(ARBEITSANWEISUNG)
Extrahiere alle Zeilen der folgenden Daten wortgetreu und vollständig. Die Bilder gehören nicht in deine Antwort.

(DIE DATEN)
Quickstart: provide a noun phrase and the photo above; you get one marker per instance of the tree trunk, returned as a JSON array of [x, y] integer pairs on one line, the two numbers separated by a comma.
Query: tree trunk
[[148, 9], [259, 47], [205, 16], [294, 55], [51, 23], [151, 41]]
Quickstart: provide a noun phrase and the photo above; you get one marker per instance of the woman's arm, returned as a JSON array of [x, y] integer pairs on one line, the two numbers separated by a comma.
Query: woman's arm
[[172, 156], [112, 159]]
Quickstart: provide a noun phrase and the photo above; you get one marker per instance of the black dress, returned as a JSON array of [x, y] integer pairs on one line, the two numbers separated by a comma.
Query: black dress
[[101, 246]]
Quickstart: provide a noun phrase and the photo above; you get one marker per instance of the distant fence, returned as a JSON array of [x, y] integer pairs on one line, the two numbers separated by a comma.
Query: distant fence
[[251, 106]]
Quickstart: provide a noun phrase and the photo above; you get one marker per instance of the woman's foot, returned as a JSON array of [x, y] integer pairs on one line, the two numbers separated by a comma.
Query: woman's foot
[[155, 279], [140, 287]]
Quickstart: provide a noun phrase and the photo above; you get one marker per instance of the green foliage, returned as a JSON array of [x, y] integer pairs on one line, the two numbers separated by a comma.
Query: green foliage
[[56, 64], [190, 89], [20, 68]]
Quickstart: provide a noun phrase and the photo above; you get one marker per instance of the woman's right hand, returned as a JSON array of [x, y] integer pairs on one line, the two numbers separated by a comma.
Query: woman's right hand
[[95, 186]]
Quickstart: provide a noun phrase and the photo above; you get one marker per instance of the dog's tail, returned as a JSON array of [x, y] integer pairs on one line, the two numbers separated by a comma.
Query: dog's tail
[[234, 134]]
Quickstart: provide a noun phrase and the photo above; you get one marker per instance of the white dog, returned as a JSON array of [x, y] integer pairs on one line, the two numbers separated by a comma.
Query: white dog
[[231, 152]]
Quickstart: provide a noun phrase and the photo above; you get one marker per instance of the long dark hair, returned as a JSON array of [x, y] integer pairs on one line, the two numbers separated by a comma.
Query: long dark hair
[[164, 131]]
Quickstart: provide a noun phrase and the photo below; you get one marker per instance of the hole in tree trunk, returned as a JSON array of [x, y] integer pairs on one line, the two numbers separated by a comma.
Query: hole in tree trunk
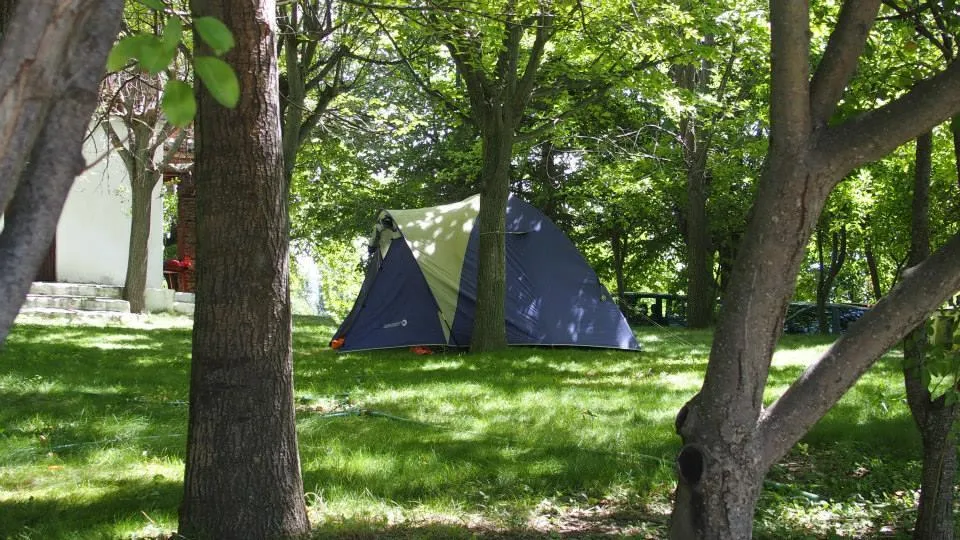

(LÖSUNG)
Quickstart: provide a noun phrase and the photo above; you get one marker per instance of the tree trunk, returned as a JSON array of [x, y] integer pairs on one line, the two numbers separated by a comma.
Query: tree trunk
[[148, 9], [259, 47], [205, 16], [294, 55], [51, 23], [151, 41]]
Quickstart: provide a noun phrase and the photo above; you get one marker per instance of the woman's arm, returned as a JSON array of [x, y] integer pairs on one line, the two numbers separated by a comma.
Query: woman's arm
[[172, 156], [112, 159]]
Quickstart: provide a noun phrase and the photo above; you get one marker per instance of the black dress, returned as a JSON array of [x, y] integer pairs on one line, the two numbers separated by a comma.
Query: black dress
[[101, 246]]
Quickstart: provide a noun phrase and the photo above; you get one marker per instance of the distant fence, returned as a JSON array of [x, y] integer pairs on one line, the two numbers separated by a comma.
Query: distant fence
[[251, 106]]
Quickstart: provide a noun phrase and the photo above; you get one marker per instance of the woman's foot, returned as a JSON array of [x, y] integer pairs on one line, the two numbers separated by a comma.
Query: woman's foot
[[155, 279], [140, 287]]
Quickstart: provide a noun phrase and the photo above; you get one marker per instance of the green foliage, returned as a JSON array of [x, y] integer pairs on one line, the two numbers separated by a comma.
Query: green foliage
[[56, 64], [190, 89], [20, 68]]
Quickstart: provide a noun phrase and the photo above; you get one marker per instance of the woman's right hand, returned as a JSON array of [x, y] integer pairs on one line, the two numbers separated by a comma.
Query: woman's right hand
[[95, 186]]
Quickstart: provide a noun phrase and the photo above; you get one marker per instance of the dog's tail, returned as a JSON array of [x, y] integer pairs on one line, the two numbers separated by a comma.
Query: dog's tail
[[234, 134]]
Quickstart: provide a noun phrase and the photo above; you get one marker per instance of the white dog, returned as a JSON array of [x, y] integer pairs on one line, the two numbers separated by a comma.
Query: white dog
[[231, 152]]
Quickstart: provide a noun phrase and the photo above; you get one marker per instance of the long dark hair, returned as a JSON array of [x, y] integer pairs on one line, the two numbers separated by a comma.
Query: long dark hair
[[164, 131]]
Quickstart: provide a noun phrase and the photo below; you get one marker per instance of the hole in tree trunk, returned as a JSON array of [x, y] integer pairs on one line, the two numbers separated by a comma.
Query: hole in tree trunk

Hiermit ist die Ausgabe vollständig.